### RECORDS FOR THIS EXERCISE
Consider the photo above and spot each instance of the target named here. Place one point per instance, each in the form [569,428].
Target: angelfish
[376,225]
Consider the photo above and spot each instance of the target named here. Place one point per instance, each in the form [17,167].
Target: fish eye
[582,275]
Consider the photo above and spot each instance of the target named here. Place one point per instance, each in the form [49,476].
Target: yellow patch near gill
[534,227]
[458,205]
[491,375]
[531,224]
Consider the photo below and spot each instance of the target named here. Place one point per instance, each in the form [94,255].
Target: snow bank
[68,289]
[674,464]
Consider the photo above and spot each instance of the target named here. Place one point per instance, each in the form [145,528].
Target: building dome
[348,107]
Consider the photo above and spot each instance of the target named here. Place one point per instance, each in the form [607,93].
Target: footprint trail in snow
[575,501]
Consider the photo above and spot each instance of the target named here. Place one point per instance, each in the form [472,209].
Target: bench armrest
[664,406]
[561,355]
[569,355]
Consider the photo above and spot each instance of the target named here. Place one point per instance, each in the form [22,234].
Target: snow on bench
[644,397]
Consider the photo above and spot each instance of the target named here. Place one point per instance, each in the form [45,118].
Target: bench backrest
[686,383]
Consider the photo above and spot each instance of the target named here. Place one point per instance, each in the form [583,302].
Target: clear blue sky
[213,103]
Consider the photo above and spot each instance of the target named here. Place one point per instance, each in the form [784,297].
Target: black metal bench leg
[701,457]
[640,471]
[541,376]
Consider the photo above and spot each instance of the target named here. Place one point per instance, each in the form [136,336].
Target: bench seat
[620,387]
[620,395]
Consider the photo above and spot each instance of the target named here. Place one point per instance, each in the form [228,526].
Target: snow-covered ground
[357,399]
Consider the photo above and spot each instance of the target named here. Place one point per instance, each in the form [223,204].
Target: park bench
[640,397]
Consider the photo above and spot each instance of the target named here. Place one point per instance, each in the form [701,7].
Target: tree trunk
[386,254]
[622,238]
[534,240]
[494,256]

### PROMPT
Return all of the records above word for word, in their original order, with nothing changed, added, or left out.

### EXERCISE ANSWER
Consider the photo above and spot each instance of the target named here. Place one point per instance, each in the form [569,428].
Target: angelfish
[376,225]
Consider the photo above and spot each instance of the target named here. Place one point per instance, each in the form [17,167].
Target: fish eye
[582,275]
Consider the photo above and spot each instance of the target named here. Place one point per instance, each in the form [49,476].
Target: yellow patch near gill
[534,227]
[458,205]
[491,375]
[531,224]
Consider the photo below and spot each instance of the target named here. Place one point per instance, each in the form [94,255].
Target: snow bank
[68,289]
[674,464]
Consider the photo above and spot each instance of the target named here. Place one point per instance, each in the form [145,528].
Target: building dome
[348,107]
Consider the photo above and spot each instance of the target named here. Place one point per instance, each in the form [607,93].
Target: footprint trail in snow
[575,501]
Consider the photo above and spot each instance of the target named here. Place one point per instance, each in the form [472,209].
Target: bench armrest
[664,406]
[561,355]
[569,355]
Consider the photo above and spot each instance of the target named here. Place one point per instance, each in the form [22,234].
Target: snow on bench
[644,397]
Consider the photo above and spot each instance of the target named here. Place one point per instance, each in the form [45,118].
Target: bench backrest
[686,383]
Consider the photo above and spot each instance of the target named here. Place one point per instance, each in the form [583,302].
Target: clear blue sky
[213,103]
Consider the photo above and spot each instance of the target named here. Place one point per instance, each in the form [784,297].
Target: black metal bench leg
[701,457]
[640,471]
[541,376]
Consider the photo above and spot each instance of the target named here. Place one point per instance, each in the form [136,336].
Target: bench seat
[620,387]
[620,395]
Consider the photo above and spot each instance of the target named here. Place one point per instance, each in the form [228,526].
Target: snow-covered ground
[357,399]
Consider the photo above and spot each instance of the target named here. Place one point per instance, each in the form [223,204].
Target: park bench
[640,397]
Consider the photo above and spot each instance of the target named here. Place one point per instance, each in the form [701,7].
Target: tree trunk
[386,254]
[622,238]
[534,240]
[494,256]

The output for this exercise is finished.